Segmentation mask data
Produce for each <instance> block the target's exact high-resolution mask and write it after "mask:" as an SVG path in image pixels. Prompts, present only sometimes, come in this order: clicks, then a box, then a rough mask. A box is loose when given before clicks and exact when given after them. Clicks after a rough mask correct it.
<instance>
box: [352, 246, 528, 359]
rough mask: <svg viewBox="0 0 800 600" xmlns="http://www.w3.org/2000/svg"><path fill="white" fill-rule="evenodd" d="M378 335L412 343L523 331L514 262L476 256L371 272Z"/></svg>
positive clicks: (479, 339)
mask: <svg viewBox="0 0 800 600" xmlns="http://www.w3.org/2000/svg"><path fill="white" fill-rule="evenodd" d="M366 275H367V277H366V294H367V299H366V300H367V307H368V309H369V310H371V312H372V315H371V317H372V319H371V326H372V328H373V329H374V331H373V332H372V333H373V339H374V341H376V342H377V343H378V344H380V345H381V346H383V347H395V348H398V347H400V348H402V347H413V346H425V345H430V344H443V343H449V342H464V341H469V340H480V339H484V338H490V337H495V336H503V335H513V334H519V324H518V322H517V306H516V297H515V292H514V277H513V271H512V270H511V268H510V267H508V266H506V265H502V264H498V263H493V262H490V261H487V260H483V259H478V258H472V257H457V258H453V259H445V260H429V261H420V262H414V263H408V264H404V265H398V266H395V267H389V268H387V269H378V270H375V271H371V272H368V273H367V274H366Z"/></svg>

What you are asked to do: Without leaving anything out, repeat every entry shown above.

Result:
Produce for each <instance> block the target's exact high-resolution mask and write it after "mask:" as an SVG path in image pixels. Prompts, present only sometimes, come in this order: clicks, then a box, then a rough mask. A box is loose when given before clicks and exact when given after them. Clicks after a rough mask correct it.
<instance>
box: [352, 246, 528, 359]
rough mask: <svg viewBox="0 0 800 600" xmlns="http://www.w3.org/2000/svg"><path fill="white" fill-rule="evenodd" d="M378 335L412 343L523 331L514 262L476 256L371 272Z"/></svg>
positive clicks: (479, 339)
mask: <svg viewBox="0 0 800 600" xmlns="http://www.w3.org/2000/svg"><path fill="white" fill-rule="evenodd" d="M366 275H367V277H366V294H367V299H366V300H367V307H368V309H369V310H371V312H372V315H371V317H372V319H371V326H372V328H373V329H374V331H373V332H372V333H373V339H374V341H376V342H377V343H378V344H380V345H381V346H383V347H395V348H398V347H400V348H402V347H413V346H425V345H430V344H443V343H449V342H464V341H469V340H480V339H484V338H490V337H495V336H503V335H513V334H519V324H518V322H517V306H516V297H515V292H514V277H513V271H512V270H511V268H510V267H508V266H506V265H502V264H498V263H493V262H490V261H487V260H483V259H478V258H472V257H457V258H453V259H445V260H429V261H420V262H414V263H408V264H404V265H398V266H395V267H389V268H387V269H378V270H375V271H371V272H368V273H367V274H366Z"/></svg>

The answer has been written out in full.